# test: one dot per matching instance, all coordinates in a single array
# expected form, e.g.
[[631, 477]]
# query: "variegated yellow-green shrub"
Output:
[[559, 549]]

= = = = =

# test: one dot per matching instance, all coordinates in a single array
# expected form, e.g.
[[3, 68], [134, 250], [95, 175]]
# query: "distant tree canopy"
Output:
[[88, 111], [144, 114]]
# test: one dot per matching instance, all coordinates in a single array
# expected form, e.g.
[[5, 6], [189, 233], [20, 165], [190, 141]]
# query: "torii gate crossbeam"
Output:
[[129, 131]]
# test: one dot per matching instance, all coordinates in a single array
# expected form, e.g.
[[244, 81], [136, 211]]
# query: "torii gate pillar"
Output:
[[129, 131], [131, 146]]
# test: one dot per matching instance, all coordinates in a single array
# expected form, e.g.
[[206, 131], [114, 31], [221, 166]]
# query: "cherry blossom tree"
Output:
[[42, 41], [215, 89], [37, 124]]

= = = = =

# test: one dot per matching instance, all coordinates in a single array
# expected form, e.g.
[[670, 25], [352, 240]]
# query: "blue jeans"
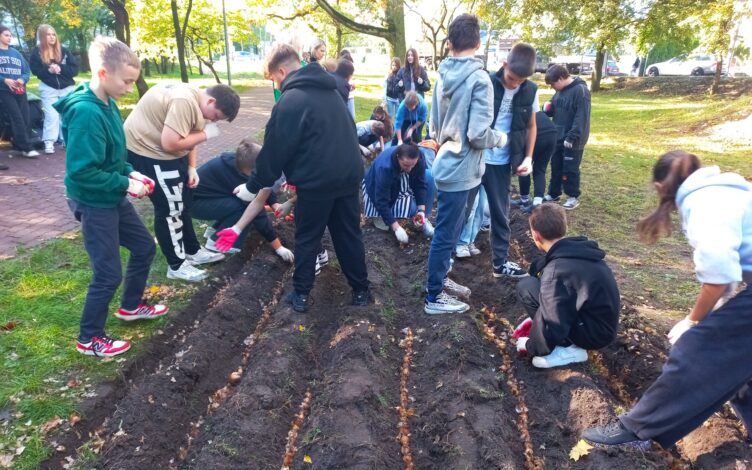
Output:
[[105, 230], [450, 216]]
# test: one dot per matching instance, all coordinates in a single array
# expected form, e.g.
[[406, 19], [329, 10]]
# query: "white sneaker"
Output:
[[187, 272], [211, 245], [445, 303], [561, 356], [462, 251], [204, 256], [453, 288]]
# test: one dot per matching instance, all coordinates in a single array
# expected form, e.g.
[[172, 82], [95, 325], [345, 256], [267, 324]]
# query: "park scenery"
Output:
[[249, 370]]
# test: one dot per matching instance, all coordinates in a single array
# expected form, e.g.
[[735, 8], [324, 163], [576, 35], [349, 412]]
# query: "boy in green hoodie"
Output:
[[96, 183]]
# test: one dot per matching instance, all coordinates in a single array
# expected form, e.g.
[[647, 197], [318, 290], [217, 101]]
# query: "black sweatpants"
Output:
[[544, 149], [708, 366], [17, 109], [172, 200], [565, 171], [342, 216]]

= = = = =

> _Exercise_: Return each line from the items above that contains the word "tree".

> _Task output_:
# query: "distant tree canopy"
# query: "cherry blossom tree"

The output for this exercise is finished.